▶ _Your task_
Let the answer be the lines from the one with "of the cobblestone" to the end of the entries, copied exactly with both boundary lines kept.

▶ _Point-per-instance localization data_
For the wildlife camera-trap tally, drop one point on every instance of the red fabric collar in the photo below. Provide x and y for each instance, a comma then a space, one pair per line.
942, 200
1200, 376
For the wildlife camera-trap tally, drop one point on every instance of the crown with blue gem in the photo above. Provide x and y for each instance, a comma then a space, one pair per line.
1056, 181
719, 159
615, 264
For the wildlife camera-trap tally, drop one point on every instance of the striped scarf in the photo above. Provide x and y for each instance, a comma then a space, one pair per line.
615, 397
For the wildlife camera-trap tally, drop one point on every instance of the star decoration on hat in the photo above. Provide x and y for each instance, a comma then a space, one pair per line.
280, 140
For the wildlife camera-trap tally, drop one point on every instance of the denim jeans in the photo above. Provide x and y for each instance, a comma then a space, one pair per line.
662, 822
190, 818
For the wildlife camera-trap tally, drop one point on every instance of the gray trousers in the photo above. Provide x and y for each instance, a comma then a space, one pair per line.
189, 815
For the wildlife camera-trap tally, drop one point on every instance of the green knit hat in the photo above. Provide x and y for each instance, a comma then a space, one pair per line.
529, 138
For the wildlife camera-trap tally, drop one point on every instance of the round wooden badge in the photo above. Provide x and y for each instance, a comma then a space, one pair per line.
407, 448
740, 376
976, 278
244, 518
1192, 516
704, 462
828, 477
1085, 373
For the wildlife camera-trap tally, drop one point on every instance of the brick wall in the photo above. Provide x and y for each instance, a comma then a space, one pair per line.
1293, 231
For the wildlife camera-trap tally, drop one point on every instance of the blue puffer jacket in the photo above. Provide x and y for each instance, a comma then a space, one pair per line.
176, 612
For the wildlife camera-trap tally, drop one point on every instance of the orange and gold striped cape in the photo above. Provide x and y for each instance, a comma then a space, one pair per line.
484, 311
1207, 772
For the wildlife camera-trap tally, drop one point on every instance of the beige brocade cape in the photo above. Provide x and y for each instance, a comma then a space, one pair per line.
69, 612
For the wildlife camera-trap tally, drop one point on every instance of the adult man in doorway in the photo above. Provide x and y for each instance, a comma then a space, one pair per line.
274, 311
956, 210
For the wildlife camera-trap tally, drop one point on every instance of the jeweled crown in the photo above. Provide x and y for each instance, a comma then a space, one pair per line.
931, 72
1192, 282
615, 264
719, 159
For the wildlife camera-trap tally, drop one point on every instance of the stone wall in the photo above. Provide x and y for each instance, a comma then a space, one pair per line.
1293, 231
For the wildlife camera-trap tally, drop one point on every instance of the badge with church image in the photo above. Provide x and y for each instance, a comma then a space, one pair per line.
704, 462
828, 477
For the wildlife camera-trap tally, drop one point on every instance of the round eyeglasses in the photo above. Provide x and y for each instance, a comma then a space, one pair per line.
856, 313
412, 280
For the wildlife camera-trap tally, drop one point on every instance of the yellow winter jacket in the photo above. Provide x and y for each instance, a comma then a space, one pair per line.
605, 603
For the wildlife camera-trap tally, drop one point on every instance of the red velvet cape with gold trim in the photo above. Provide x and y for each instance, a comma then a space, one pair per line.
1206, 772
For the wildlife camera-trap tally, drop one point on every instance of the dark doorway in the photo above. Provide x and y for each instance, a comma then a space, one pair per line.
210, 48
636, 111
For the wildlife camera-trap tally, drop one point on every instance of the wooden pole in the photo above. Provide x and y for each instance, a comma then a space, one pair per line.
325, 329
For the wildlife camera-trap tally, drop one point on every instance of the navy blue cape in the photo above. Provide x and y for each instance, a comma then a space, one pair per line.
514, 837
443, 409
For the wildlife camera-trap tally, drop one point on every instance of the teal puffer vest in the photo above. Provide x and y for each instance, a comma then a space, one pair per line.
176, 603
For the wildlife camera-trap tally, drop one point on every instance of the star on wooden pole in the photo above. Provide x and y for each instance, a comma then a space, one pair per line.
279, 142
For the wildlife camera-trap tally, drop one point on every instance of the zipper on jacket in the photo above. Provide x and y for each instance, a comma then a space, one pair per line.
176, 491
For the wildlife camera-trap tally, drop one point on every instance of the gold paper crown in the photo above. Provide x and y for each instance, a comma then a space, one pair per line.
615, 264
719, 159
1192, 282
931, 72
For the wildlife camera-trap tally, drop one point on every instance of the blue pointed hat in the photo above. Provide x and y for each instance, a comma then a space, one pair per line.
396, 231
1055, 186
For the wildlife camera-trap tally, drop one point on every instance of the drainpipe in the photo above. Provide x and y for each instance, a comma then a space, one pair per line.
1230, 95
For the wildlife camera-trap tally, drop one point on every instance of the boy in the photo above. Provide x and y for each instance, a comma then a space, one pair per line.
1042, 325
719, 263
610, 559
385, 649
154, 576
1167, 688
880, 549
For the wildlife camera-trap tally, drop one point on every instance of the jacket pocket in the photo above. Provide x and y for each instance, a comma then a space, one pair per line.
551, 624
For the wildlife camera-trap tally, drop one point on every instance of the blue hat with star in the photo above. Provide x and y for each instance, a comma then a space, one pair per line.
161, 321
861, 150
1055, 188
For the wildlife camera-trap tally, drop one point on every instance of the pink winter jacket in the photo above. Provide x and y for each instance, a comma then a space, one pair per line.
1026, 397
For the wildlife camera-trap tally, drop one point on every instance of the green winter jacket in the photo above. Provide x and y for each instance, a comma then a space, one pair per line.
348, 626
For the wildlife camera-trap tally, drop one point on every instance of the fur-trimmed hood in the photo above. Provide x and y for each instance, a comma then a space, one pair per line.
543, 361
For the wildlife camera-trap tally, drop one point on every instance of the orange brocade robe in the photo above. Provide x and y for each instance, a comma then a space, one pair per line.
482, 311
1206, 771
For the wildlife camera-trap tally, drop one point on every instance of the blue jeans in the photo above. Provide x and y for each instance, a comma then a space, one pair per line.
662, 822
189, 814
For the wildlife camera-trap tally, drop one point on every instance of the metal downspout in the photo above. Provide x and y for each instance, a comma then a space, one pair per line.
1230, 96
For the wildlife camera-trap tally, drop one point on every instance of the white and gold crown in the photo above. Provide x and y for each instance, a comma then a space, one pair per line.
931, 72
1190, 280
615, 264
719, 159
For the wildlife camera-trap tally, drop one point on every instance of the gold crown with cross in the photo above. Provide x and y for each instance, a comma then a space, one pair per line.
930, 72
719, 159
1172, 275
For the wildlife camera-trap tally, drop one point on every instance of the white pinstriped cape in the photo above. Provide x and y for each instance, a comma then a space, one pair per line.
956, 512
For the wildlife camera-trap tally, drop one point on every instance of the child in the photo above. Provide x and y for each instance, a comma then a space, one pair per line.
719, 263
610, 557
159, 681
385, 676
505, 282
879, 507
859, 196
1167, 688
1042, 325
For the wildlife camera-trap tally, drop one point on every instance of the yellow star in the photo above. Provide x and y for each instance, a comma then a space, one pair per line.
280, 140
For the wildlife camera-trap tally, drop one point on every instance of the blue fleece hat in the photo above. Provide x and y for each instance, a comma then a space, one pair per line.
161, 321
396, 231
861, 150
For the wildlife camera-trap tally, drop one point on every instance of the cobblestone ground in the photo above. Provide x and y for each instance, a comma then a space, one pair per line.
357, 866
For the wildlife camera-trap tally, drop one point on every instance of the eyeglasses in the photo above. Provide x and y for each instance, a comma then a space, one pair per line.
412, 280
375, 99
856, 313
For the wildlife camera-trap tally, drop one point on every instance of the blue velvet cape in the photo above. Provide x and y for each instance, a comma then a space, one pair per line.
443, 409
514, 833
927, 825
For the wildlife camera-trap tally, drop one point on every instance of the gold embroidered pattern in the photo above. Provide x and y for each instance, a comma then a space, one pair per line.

▶ _Answer area_
For the wildlife camera-trap tally, drop one point on every instance of the cobblestone ground in the photo above. Provide x and y for each instance, a comma then a space, one pair per line.
357, 866
For the wildlife camera-trap tally, drop one point on every instance of the eyeglasses in the photo above. Provide x and y for each instance, a comma then a space, one pair per line.
412, 280
375, 99
856, 313
For the wildlife camera-trap tally, drop one point on every instance of the blue velvet cape in the photo above. Provide x and y for each instance, a comma then a space, one pair per line.
443, 409
514, 833
927, 825
For the wildlife camera-trap tally, drop one point on every instance of the gold embroidered pattern in the photo above. Provide x and y for each instance, a comma then a space, one pair per line.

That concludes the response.